Answer with a number only, giving how many lines in the data below include "concrete".

MATERIAL SUPPLIED
════

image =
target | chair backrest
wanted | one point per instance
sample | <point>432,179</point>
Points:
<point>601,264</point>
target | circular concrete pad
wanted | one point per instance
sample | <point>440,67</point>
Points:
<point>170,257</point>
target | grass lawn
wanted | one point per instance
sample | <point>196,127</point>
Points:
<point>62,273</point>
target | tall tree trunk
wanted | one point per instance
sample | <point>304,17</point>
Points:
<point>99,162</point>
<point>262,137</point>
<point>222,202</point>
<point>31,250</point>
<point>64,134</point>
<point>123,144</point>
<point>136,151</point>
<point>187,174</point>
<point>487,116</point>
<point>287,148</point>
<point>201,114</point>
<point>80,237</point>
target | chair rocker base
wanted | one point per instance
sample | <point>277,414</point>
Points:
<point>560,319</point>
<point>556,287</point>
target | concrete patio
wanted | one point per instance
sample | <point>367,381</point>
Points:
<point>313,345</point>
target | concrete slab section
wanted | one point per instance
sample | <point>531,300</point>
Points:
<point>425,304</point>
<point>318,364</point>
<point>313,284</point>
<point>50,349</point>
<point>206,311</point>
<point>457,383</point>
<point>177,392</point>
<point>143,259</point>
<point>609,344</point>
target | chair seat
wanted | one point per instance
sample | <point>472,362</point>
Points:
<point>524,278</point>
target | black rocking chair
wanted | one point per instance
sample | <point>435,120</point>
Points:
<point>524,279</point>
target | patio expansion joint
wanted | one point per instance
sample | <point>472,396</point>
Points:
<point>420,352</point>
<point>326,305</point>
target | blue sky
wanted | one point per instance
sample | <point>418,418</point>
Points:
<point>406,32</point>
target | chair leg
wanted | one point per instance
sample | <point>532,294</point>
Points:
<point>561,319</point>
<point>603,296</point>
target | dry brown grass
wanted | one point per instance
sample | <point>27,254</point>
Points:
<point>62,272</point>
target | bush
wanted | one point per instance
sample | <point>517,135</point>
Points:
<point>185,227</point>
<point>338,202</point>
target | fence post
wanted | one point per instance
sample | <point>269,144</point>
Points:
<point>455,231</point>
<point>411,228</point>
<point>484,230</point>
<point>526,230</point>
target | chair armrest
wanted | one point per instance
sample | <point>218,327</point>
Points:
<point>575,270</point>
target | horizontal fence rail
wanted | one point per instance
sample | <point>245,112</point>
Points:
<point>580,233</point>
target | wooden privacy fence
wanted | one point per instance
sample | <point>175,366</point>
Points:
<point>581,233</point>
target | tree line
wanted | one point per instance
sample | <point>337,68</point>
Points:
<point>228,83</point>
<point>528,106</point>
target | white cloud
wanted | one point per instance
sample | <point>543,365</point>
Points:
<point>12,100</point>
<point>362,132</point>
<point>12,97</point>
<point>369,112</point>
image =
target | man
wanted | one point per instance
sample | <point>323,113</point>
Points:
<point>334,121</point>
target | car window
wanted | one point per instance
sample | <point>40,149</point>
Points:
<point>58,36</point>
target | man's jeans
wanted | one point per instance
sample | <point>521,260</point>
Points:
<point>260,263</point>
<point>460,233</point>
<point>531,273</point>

════

ANSWER SPACE
3